EXTRACTED INFORMATION:
---------------

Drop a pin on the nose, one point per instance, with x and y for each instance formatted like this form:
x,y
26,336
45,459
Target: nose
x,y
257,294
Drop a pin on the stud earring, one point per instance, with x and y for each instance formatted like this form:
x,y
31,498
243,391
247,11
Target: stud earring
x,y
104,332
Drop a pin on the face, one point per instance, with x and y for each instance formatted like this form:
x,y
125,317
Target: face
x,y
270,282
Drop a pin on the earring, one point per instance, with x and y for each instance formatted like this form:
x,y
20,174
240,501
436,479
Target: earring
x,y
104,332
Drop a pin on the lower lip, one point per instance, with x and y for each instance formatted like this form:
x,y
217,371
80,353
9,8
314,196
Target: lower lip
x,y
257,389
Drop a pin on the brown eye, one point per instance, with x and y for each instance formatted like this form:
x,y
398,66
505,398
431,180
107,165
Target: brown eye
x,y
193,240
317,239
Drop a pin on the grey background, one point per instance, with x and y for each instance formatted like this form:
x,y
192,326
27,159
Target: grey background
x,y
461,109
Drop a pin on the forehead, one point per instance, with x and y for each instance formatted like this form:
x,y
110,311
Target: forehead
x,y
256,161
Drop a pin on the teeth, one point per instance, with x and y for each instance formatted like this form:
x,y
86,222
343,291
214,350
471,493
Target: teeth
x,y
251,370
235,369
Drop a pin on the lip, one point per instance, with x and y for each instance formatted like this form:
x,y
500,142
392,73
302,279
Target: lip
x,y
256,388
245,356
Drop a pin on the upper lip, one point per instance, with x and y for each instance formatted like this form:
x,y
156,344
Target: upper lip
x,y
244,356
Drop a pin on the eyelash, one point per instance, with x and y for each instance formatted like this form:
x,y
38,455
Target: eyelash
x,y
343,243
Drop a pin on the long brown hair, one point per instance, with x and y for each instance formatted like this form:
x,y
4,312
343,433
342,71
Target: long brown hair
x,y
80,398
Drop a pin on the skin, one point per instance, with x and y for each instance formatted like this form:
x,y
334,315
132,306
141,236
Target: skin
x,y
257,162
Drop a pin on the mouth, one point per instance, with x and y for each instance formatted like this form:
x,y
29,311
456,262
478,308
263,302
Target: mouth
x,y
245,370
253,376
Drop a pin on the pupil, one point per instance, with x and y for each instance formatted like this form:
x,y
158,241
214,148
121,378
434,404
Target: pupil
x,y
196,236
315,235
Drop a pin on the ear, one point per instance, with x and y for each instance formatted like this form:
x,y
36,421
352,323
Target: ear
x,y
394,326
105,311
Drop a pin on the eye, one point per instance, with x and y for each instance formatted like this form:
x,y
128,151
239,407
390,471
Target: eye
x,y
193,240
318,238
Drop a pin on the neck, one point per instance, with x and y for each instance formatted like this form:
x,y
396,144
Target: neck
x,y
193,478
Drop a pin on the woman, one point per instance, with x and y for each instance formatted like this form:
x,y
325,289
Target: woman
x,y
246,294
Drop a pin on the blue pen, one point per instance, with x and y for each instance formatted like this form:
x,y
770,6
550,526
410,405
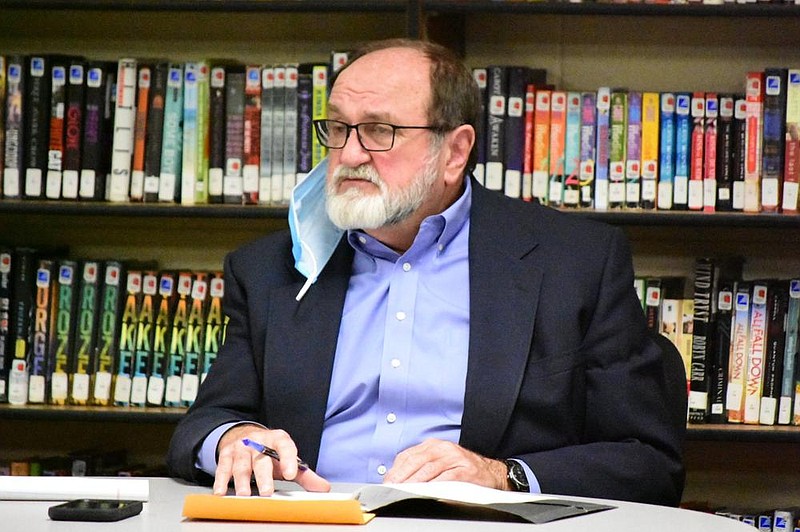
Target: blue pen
x,y
272,453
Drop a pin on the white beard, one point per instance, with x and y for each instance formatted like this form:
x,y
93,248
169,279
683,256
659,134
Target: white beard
x,y
355,209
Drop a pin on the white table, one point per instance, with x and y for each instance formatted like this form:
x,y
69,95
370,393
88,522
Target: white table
x,y
163,514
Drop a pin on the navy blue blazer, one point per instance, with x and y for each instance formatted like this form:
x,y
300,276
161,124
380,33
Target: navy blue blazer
x,y
561,371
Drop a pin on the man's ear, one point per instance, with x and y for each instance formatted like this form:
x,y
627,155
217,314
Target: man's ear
x,y
459,144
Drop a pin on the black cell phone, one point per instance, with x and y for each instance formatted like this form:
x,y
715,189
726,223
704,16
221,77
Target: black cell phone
x,y
94,510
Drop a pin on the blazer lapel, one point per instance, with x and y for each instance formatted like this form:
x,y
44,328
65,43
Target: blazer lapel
x,y
504,295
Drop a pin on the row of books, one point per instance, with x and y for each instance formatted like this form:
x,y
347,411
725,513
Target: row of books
x,y
738,339
156,130
620,148
105,332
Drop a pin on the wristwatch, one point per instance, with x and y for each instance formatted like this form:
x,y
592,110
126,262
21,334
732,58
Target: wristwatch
x,y
516,476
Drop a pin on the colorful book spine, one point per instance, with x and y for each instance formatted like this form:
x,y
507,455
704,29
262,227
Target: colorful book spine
x,y
169,178
14,165
588,153
86,324
633,151
791,172
710,153
572,151
55,151
124,125
603,148
683,142
696,152
666,174
127,338
251,147
773,138
754,95
558,129
618,143
73,129
61,354
541,146
140,131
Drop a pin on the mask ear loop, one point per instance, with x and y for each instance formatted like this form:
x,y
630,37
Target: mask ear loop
x,y
311,278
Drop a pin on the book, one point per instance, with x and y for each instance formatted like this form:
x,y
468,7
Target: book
x,y
37,125
13,153
154,130
61,355
358,507
73,129
773,138
119,184
169,178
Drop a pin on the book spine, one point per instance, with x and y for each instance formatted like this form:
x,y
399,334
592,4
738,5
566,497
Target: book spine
x,y
172,145
725,143
527,155
14,150
588,153
496,90
107,334
755,357
61,356
601,182
73,130
38,367
193,350
710,153
214,333
572,151
514,134
290,135
216,129
616,156
127,338
124,124
773,138
633,151
86,324
666,168
541,146
251,147
234,136
156,381
739,153
154,136
145,329
696,152
558,126
267,107
754,96
683,143
791,172
37,106
55,148
789,354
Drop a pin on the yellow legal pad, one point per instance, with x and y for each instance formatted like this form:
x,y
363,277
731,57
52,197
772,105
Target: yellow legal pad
x,y
345,511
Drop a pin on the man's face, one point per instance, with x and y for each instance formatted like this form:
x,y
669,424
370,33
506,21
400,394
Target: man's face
x,y
369,190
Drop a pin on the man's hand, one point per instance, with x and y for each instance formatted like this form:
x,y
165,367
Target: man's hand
x,y
434,460
236,460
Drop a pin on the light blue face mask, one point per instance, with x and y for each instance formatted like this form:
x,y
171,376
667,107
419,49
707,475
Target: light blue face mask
x,y
314,237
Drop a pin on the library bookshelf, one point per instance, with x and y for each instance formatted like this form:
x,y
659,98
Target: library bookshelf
x,y
582,45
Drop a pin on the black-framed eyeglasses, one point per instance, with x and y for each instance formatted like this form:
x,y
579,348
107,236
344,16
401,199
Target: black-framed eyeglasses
x,y
373,136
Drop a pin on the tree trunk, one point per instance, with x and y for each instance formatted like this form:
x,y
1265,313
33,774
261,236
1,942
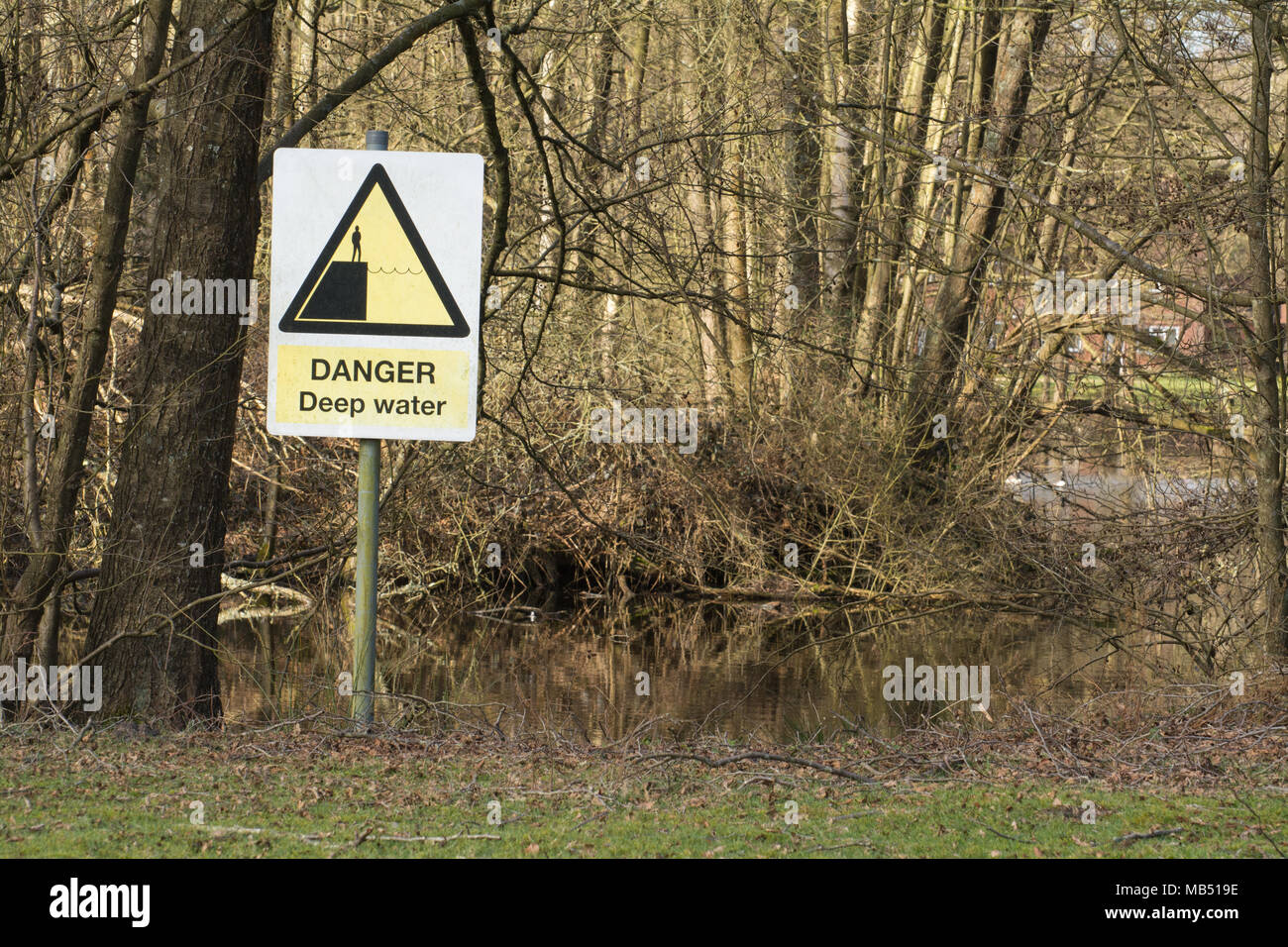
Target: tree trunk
x,y
39,586
945,335
158,599
1267,361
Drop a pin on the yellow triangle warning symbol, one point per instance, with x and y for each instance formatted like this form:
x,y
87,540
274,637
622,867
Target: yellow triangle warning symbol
x,y
375,274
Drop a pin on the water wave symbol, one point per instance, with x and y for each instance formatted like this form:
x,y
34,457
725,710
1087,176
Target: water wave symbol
x,y
410,270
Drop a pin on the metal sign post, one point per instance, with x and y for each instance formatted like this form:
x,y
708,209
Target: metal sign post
x,y
375,320
364,707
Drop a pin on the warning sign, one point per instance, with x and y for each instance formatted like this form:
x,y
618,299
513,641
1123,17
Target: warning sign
x,y
375,290
375,274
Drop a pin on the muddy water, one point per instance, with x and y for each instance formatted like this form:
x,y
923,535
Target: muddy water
x,y
735,671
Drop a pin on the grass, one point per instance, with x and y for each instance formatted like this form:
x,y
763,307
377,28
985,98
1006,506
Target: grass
x,y
316,795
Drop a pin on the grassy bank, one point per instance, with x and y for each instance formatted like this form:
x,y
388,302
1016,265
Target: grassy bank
x,y
327,795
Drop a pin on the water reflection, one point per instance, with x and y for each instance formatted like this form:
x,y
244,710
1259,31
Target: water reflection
x,y
738,671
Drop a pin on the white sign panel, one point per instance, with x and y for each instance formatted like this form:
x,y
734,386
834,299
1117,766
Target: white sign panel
x,y
375,294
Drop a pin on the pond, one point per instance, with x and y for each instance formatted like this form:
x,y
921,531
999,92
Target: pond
x,y
597,672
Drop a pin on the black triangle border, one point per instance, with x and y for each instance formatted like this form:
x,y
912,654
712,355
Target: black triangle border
x,y
376,176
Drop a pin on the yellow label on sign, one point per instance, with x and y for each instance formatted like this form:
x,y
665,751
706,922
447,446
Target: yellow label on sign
x,y
391,388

---------------

REQUIREMENT: Copy the rows above word for word, from the line containing "Drop a pin on the pond, one" through the end of the rows.

SOLVED PROBLEM:
Drop a pin on the pond, one point per instance, with x and y for each instance formatted like this form:
x,y
921,531
999,92
Target: pond
x,y
597,672
Drop a pin on the black triangle border, one point per instance, with x and y for each instance formatted like this form:
x,y
912,654
712,355
Target: black triangle border
x,y
376,176
Drop a pin on the yellow label on sign, one point per instance, with x and y for each instance formatted like this form:
x,y
665,751
706,922
447,446
Target: yellow label on sign
x,y
391,388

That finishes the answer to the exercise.